EXERCISE AIM: From the line that has "For every instance of the shadow" down to the final line of the listing below, transcribe every line exactly, and only those.

**** EXTRACTED DATA ****

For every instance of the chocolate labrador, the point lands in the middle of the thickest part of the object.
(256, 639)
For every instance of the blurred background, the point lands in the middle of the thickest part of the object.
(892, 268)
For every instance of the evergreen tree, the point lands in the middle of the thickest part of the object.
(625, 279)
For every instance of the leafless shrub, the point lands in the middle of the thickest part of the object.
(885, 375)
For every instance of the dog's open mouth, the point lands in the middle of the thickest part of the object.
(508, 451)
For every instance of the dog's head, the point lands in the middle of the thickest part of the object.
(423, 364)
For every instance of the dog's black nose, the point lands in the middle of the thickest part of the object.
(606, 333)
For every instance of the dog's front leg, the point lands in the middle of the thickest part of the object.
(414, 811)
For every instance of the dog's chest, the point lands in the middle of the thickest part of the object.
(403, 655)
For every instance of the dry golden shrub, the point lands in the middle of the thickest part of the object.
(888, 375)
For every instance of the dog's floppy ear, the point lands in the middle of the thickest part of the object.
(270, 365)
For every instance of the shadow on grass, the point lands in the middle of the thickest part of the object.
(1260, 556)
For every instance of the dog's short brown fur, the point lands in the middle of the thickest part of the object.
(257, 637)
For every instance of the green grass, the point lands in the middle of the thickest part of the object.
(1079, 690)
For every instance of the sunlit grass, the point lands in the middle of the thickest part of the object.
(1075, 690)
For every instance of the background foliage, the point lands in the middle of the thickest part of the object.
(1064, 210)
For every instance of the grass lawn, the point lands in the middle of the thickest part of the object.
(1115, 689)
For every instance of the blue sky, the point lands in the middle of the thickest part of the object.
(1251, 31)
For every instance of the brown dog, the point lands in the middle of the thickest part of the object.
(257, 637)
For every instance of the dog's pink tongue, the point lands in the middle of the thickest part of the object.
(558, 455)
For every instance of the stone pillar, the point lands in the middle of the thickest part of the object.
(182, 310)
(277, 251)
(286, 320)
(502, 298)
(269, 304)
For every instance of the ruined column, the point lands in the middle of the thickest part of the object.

****

TASK RESPONSE:
For every instance of the shadow on grass, the point lands in the middle of the thickest part of the object.
(1260, 556)
For every instance of the dog's short brown fur, the point lands in the middle of the thickest part of the object.
(257, 637)
For every instance of the green grass, the point lands in the middle of the thickest part of the object.
(1079, 690)
For every instance of the sunlit grass, the point lands in the middle of the thickest part of the object.
(1075, 690)
For every instance of the background foliage, the point lands in the middle of the thickest part of the object.
(1064, 210)
For every instance of the grass lawn, the point lands in the middle of the thickest part of the object.
(1115, 689)
For every instance of the blue sky, the point lands in the middle of the thickest part of the object.
(1251, 31)
For every instance of the brown dog, the point lands in the middle of the thickest part of the object.
(257, 637)
For every instance of the dog's pink tongue, the point lands in the middle of the thickest part of the object.
(558, 455)
For every instance of the stone pillar, the point lands in the middle of the thickest part of the object.
(182, 310)
(277, 251)
(286, 320)
(502, 298)
(269, 304)
For every instance of the ruined column, the point lands in the middle of the thickest part of the object.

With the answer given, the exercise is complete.